[Excerpts of pointing data]
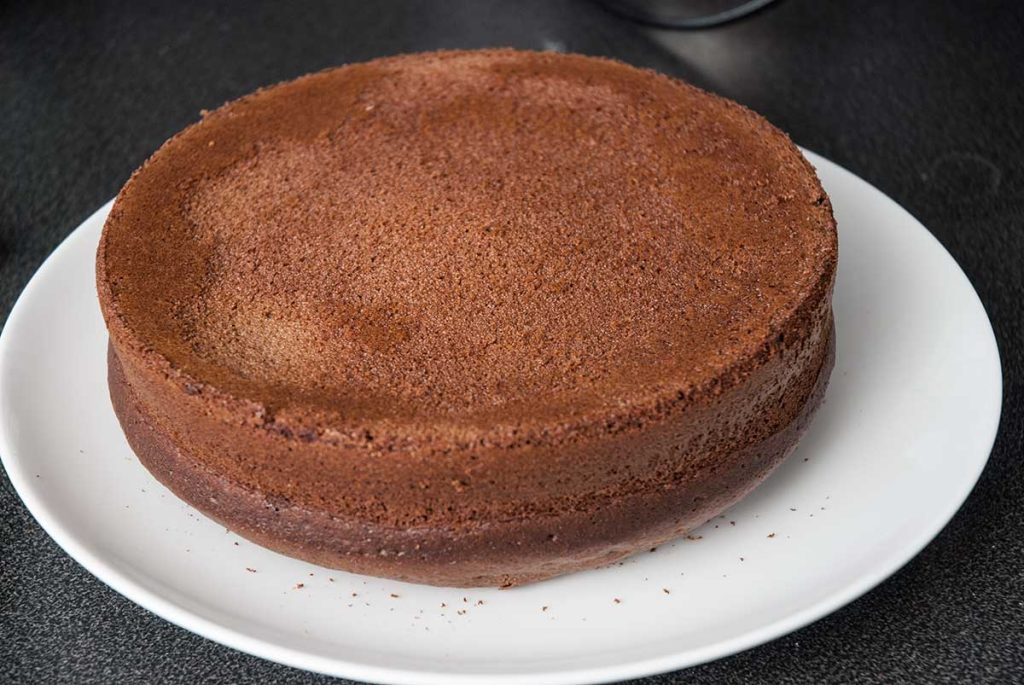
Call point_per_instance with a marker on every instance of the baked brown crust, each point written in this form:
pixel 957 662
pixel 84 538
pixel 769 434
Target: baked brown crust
pixel 469 317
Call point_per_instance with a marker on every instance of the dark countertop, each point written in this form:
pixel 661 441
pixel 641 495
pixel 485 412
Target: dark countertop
pixel 923 98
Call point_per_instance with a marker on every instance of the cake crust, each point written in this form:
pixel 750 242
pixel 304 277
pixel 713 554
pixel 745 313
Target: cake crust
pixel 469 317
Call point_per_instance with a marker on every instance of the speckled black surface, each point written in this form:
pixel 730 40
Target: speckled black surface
pixel 924 98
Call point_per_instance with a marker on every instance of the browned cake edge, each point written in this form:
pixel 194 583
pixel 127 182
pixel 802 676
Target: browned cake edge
pixel 501 554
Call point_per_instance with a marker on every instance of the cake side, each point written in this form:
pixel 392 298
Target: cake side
pixel 589 399
pixel 589 530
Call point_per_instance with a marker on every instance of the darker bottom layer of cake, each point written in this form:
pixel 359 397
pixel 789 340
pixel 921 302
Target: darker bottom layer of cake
pixel 502 553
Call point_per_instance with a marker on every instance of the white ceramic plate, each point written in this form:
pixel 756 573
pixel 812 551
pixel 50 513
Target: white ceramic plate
pixel 907 425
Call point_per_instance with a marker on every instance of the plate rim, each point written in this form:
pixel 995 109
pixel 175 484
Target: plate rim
pixel 263 648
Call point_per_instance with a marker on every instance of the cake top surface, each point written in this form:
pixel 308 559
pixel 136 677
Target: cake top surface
pixel 464 238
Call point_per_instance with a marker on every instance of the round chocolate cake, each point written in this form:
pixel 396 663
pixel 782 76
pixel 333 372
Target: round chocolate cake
pixel 469 318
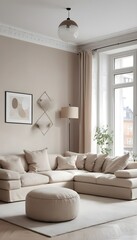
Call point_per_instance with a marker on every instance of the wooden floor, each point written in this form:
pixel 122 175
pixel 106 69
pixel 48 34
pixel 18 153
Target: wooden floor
pixel 125 229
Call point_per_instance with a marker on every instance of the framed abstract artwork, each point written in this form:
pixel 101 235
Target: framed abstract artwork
pixel 18 107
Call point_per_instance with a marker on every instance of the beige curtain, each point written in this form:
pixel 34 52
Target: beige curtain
pixel 85 97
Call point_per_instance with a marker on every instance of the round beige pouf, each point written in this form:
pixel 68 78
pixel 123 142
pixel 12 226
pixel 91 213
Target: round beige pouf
pixel 52 204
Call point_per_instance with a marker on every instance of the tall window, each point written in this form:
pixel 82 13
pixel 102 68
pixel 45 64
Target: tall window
pixel 123 95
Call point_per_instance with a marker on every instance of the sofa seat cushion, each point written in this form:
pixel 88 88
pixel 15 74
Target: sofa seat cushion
pixel 37 160
pixel 10 185
pixel 127 173
pixel 88 177
pixel 12 163
pixel 64 163
pixel 112 180
pixel 9 175
pixel 58 176
pixel 77 172
pixel 32 179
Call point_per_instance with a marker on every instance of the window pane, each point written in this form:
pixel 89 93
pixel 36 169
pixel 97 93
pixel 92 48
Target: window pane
pixel 123 120
pixel 123 78
pixel 123 62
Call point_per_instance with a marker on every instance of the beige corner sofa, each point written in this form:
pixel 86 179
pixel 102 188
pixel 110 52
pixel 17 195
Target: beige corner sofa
pixel 85 173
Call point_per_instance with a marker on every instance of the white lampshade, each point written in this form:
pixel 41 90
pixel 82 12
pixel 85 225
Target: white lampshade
pixel 69 112
pixel 68 29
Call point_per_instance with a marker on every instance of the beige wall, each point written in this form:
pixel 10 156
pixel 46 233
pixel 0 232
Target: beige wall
pixel 31 68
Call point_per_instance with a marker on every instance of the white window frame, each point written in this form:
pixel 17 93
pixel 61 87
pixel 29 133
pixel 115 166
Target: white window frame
pixel 113 86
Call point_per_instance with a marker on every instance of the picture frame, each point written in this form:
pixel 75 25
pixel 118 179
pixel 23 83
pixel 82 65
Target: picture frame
pixel 18 107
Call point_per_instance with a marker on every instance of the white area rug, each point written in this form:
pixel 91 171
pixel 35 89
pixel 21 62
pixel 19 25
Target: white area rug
pixel 93 211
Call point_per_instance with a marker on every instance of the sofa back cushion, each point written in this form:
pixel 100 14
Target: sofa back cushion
pixel 66 163
pixel 99 162
pixel 118 163
pixel 131 165
pixel 12 162
pixel 90 162
pixel 53 160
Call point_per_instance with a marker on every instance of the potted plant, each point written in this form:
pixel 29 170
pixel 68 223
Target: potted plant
pixel 104 138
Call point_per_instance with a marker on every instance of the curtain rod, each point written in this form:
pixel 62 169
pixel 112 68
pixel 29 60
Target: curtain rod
pixel 114 44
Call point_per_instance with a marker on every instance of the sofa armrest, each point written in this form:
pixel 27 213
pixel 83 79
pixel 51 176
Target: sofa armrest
pixel 127 173
pixel 9 175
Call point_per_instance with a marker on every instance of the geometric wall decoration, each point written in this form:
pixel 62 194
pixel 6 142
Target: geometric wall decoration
pixel 44 123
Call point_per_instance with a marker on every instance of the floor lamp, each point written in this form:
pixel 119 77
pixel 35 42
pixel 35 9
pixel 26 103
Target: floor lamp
pixel 69 113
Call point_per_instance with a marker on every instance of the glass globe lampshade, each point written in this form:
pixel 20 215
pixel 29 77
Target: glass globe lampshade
pixel 68 29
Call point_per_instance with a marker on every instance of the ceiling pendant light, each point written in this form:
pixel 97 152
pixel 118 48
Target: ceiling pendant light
pixel 68 29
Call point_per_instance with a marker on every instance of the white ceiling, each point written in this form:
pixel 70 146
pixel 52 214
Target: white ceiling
pixel 97 19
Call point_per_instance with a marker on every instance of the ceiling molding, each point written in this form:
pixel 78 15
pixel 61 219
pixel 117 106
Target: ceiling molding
pixel 21 34
pixel 128 38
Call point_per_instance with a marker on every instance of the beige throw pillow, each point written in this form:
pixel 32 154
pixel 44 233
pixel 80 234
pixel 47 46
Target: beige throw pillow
pixel 90 161
pixel 119 163
pixel 66 163
pixel 80 162
pixel 37 160
pixel 13 164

Work to be completed: Please set down every one of the entries above word for word, omitting the pictures.

Answer to this problem:
Call point_per_instance with a marker on every instance of the baked brown crust, each point written in this form:
pixel 957 662
pixel 84 538
pixel 769 434
Target: baked brown crust
pixel 469 317
Call point_per_instance with a marker on every instance of the dark countertop, each point written in this form:
pixel 661 441
pixel 641 495
pixel 485 412
Target: dark countertop
pixel 923 98
Call point_per_instance with a marker on every instance of the cake crust, each point written in this form:
pixel 750 242
pixel 304 277
pixel 713 554
pixel 745 313
Target: cake crust
pixel 469 317
Call point_per_instance with a marker on every instance of the speckled black surface, each point written in this form:
pixel 730 40
Target: speckled black surface
pixel 924 98
Call point_per_instance with a marker on every instance of the browned cake edge, each point written in this form:
pixel 194 583
pixel 127 182
pixel 802 676
Target: browned cake edge
pixel 501 554
Call point_per_instance with a marker on every instance of the cake side, each point written in this form:
pixel 392 298
Target: cake side
pixel 589 399
pixel 589 530
Call point_per_instance with a marker on every instance of the darker bottom layer of cake, each point written in this form:
pixel 359 397
pixel 789 340
pixel 921 302
Target: darker bottom layer of cake
pixel 502 553
Call point_per_instance with a marker on every instance of the white ceramic plate, each point written in this form:
pixel 756 573
pixel 812 551
pixel 50 513
Target: white ceramic plate
pixel 907 425
Call point_per_instance with a marker on every instance of the plate rim, each point written in this form:
pixel 995 109
pixel 175 484
Target: plate rim
pixel 263 648
Call point_per_instance with a marker on every instance of the cake top surface, each point written in this form:
pixel 308 559
pixel 136 677
Target: cake top surface
pixel 464 238
Call point_per_instance with a marker on every instance of the round chocolate cake, each point written in this form:
pixel 396 663
pixel 782 76
pixel 333 372
Target: round chocolate cake
pixel 469 318
Call point_per_instance with a marker on every instance of the wooden floor, each point written in this form:
pixel 122 175
pixel 106 69
pixel 48 34
pixel 18 153
Target: wooden floor
pixel 125 229
Call point_per_instance with a marker on every instance of the framed abstract artwork, each point written in this form:
pixel 101 235
Target: framed abstract artwork
pixel 18 107
Call point_per_instance with a marker on every instance of the beige curtain, each point written in this form:
pixel 34 52
Target: beige curtain
pixel 85 97
Call point_per_instance with a marker on every instance of the round beige pouf, each point written in this form:
pixel 68 78
pixel 123 142
pixel 12 226
pixel 91 213
Target: round beige pouf
pixel 52 204
Call point_per_instance with a marker on every instance of the tall window, each point written in this form:
pixel 82 13
pixel 102 68
pixel 45 64
Target: tall window
pixel 123 95
Call point_per_instance with a marker on every instance of the sofa seat cushion, each point written in this form:
pixel 88 88
pixel 15 74
Target: sofa seat cushion
pixel 37 160
pixel 10 185
pixel 127 173
pixel 88 177
pixel 12 163
pixel 64 163
pixel 112 180
pixel 9 175
pixel 58 176
pixel 77 172
pixel 32 179
Call point_per_instance with a marker on every instance of the window pane, each point written in this form:
pixel 89 93
pixel 36 169
pixel 97 93
pixel 92 48
Target: window pane
pixel 123 120
pixel 123 78
pixel 123 62
Call point_per_instance with a marker on every instance of the beige corner sofa, each point written in this form:
pixel 86 179
pixel 102 188
pixel 110 52
pixel 17 195
Target: beige corner sofa
pixel 85 173
Call point_per_instance with a marker on every instance of the white lampshade, each point written in this form:
pixel 41 90
pixel 82 12
pixel 85 225
Target: white lampshade
pixel 69 112
pixel 68 29
Call point_per_instance with a marker on every instance of the beige wall, each point written in this form:
pixel 10 156
pixel 46 233
pixel 0 232
Target: beige wall
pixel 31 68
Call point_per_instance with a marker on every instance of the white window frame, each point written in this form:
pixel 17 93
pixel 61 87
pixel 29 133
pixel 115 166
Target: white window frame
pixel 113 86
Call point_per_instance with a marker on every instance of the picture frame, each point written in this form:
pixel 75 25
pixel 118 179
pixel 23 83
pixel 82 65
Target: picture frame
pixel 18 107
Call point_per_instance with a marker on every instance of the white area rug, each point written in this form:
pixel 91 171
pixel 35 89
pixel 21 62
pixel 19 25
Target: white area rug
pixel 93 211
Call point_per_instance with a marker on every instance of the sofa back cushion, each point written in this form:
pixel 100 14
Target: sofa back cushion
pixel 66 163
pixel 99 162
pixel 118 163
pixel 131 165
pixel 12 162
pixel 90 162
pixel 53 160
Call point_per_instance with a marker on every instance of the potted plant, each point written in this form:
pixel 29 170
pixel 68 223
Target: potted plant
pixel 104 138
Call point_per_instance with a marker on every instance of the curtain rod, each point written in this form:
pixel 62 169
pixel 112 68
pixel 29 60
Target: curtain rod
pixel 114 44
Call point_per_instance with a marker on every instance of the sofa armrest, each point written in this form:
pixel 27 213
pixel 83 79
pixel 51 176
Target: sofa armrest
pixel 127 173
pixel 9 175
Call point_per_instance with a marker on every instance of the geometric wall decoration, each point written in this form:
pixel 62 194
pixel 6 142
Target: geometric wall decoration
pixel 44 123
Call point_per_instance with a marker on every instance of the floor lamp, each point written in this form:
pixel 119 77
pixel 35 42
pixel 35 9
pixel 26 103
Target: floor lamp
pixel 69 113
Call point_per_instance with a marker on every instance of the glass globe lampshade, each point written in this form:
pixel 20 215
pixel 29 77
Target: glass globe lampshade
pixel 68 29
Call point_per_instance with a marker on every instance of the ceiling pendant light, each point written in this form:
pixel 97 152
pixel 118 48
Target: ceiling pendant light
pixel 68 29
Call point_per_instance with a marker on every instance of the white ceiling, each point written in this form:
pixel 70 146
pixel 52 214
Target: white ceiling
pixel 97 19
Call point_per_instance with a marker on every instance of the ceiling molding, each point written in this form:
pixel 78 15
pixel 61 219
pixel 117 106
Target: ceiling molding
pixel 21 34
pixel 128 38
Call point_per_instance with a marker on every instance of the beige throw pillow, each point written in this form:
pixel 32 154
pixel 44 233
pixel 80 234
pixel 47 46
Target: beige throw pillow
pixel 90 161
pixel 119 163
pixel 66 163
pixel 80 162
pixel 37 160
pixel 13 164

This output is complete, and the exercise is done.